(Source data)
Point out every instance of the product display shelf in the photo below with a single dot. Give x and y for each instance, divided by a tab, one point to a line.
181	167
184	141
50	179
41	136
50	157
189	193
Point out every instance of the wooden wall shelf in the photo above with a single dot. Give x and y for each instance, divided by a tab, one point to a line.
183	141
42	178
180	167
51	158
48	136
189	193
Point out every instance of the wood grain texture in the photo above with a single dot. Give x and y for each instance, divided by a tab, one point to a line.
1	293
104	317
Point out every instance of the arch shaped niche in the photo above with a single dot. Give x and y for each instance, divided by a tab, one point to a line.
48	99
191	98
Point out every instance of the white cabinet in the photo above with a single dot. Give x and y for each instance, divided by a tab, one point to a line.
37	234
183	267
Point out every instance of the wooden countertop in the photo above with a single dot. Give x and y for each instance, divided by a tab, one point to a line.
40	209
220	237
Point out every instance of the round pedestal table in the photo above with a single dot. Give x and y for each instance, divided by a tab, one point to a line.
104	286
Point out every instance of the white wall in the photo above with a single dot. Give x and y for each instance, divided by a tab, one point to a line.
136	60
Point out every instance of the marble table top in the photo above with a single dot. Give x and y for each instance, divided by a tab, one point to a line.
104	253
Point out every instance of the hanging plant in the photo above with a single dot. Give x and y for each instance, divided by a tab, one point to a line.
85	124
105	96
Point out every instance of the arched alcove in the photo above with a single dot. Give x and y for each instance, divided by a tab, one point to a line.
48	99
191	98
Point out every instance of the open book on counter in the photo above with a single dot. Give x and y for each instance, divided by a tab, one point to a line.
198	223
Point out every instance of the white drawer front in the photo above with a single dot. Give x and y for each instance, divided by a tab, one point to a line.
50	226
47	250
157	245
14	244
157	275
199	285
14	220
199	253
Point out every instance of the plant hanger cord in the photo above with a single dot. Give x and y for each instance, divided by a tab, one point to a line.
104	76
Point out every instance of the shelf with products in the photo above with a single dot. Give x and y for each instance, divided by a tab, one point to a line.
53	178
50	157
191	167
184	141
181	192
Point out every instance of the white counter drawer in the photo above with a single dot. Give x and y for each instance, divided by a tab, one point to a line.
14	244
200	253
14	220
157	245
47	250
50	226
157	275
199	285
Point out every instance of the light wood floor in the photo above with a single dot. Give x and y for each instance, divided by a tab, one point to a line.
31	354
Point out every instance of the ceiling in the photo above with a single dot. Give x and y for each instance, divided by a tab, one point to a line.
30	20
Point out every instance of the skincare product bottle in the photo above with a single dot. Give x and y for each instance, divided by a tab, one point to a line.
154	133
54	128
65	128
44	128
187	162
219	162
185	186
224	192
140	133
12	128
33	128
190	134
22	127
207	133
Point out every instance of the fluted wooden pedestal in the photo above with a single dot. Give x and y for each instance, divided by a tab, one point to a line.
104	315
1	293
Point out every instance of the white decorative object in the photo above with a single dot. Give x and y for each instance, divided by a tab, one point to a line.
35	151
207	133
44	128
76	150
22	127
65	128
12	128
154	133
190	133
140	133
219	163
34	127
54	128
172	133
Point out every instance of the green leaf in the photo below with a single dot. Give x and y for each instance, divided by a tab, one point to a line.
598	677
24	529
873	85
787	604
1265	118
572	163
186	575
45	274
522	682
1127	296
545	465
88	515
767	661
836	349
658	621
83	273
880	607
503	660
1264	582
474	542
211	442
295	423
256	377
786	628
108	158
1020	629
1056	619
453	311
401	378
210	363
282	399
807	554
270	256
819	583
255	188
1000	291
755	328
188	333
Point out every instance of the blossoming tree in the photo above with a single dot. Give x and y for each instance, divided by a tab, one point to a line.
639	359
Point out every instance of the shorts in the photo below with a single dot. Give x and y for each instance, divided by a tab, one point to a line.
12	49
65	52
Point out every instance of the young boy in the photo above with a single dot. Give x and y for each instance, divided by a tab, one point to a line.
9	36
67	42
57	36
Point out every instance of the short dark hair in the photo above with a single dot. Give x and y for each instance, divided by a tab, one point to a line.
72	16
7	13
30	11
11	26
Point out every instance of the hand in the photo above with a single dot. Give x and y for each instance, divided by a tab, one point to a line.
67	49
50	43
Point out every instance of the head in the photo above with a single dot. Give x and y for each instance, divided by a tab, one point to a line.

■ Work required: What you return must match the entries exactly, word for word.

■ Answer area:
Point out every instance of the product display shelf in the photo below with a single dot. Give x and y for each instance, divided by a tab, one point to a line.
181	167
184	141
50	179
41	136
50	157
189	193
Point out every instance of the wooden wall shelf in the photo above with a single dot. Give x and y for each instance, divided by a tab, one point to a line.
183	141
42	178
180	167
51	158
48	136
189	193
Point out every instance of the wood grain texture in the photo above with a single dot. Give x and y for each instance, divided by a tab, one point to a line.
1	293
104	317
Point out every instance of the arch shaped niche in the photo above with a single dot. Give x and y for each instance, divided by a tab, one point to a line.
48	99
191	98
Point out every instance of the white cabinet in the photo above with a single dot. Give x and y for each instance, divided by a tab, one point to a line.
37	234
183	267
Point out every instance of the wooden countertop in the photo above with a single dot. Give x and y for each instance, divided by a tab, one point to a line.
40	209
220	237
Point out every instance of the round pedestal table in the photo above with a single dot. Give x and y for each instance, divided by a tab, one point to a line.
104	286
Point out every instance of the white wall in the photo above with a single dot. Give x and y for each instance, divided by a tab, one point to a line.
136	60
Point out every instance of the marble table top in the photo above with a single dot. Give x and y for each instance, divided by a tab, one point to a line.
104	253
Point out every instance of the hanging plant in the photo above with a single dot. Give x and y for each instance, divided by a tab, one point to a line.
85	124
105	96
Point out every instance of the arched alcove in the photo above with a single dot. Give x and y for each instance, divided by a tab, one point to a line.
48	99
191	98
Point out every instance of the open book on counter in the photo above with a single dot. Give x and y for each instance, divided by a tab, one point to a line.
198	223
Point out every instance of the white drawer front in the photo above with a single dot. Give x and y for each instance, divided by a tab, one point to a line.
50	226
47	250
157	245
14	244
157	275
199	285
14	220
199	253
Point out every instance of the plant hanger cord in the photo above with a single dot. Give x and y for each instance, divided by a tab, one point to a line.
104	76
Point out every instance of the shelf with products in the photo above with a single dot. Give x and y for each instance, divided by a tab, one point to a line.
53	178
50	157
191	167
184	141
181	192
Point out every instance of the white counter drawer in the photo above with a single dot. Give x and y for each instance, divided by a tab, one point to a line.
14	244
200	253
14	220
157	245
47	250
50	226
157	275
199	285
Point out every instance of the light wood floor in the photo above with a single dot. Give x and y for each instance, divided by a tab, one point to a line.
31	354
Point out every instance of the ceiling in the photo above with a single dot. Give x and y for each instance, divided by a tab, one point to a line.
30	20
Point out every instance of the skincare product bottle in the photo above with a single dot. Give x and y for each instance, divided by a tab, one point to a line.
154	133
54	128
65	128
44	128
187	162
219	162
185	186
224	192
140	133
12	128
33	128
190	134
22	127
207	133
Point out every instance of the fluted wooden pedestal in the photo above with a single dot. Give x and y for each instance, divided by a tab, one point to a line.
104	315
1	293
Point out every instance of the white decorative object in the photo above with a single dot. Give x and y for each instance, divided by a tab, one point to a line.
35	151
207	133
44	128
76	150
22	127
65	128
12	128
154	133
190	133
140	133
219	163
34	127
54	128
172	133
Point out every instance of the green leaf in the photo below with a single dot. Give x and y for each instance, divided by a tab, one point to a line.
598	677
24	529
873	85
787	604
1265	118
572	163
186	575
45	274
522	682
1127	296
545	465
88	515
767	661
836	349
658	621
83	273
880	607
503	660
1264	582
474	542
211	442
295	423
256	377
786	628
108	158
1020	629
1056	619
453	311
401	378
210	363
282	399
807	554
270	256
819	583
255	188
1000	291
755	328
188	333
Point out every instance of the blossoming tree in the photo above with a single dot. Give x and y for each instance, divided by a tab, one point to a line.
639	359
Point out every instance of the shorts in the photo below with a single dot. Give x and y for each instance, divided by a tab, one point to a line.
12	49
65	52
Point out every instance of the young boy in the photo above with a single dot. Give x and y for each instance, divided by a tab, one point to a line.
9	36
67	42
57	36
Point out every instance of the short dark hair in the photo above with a single dot. Give x and y for each instance, divided by a tab, one point to a line.
72	16
7	13
30	11
11	26
Point out every instance of the hand in the photo above with a single dot. Give x and y for each instance, divided by a tab, one point to a line.
67	49
50	43
Point out every instance of the head in the photo above with a single dot. Give x and y for each instance, divided by a tab, one point to a line.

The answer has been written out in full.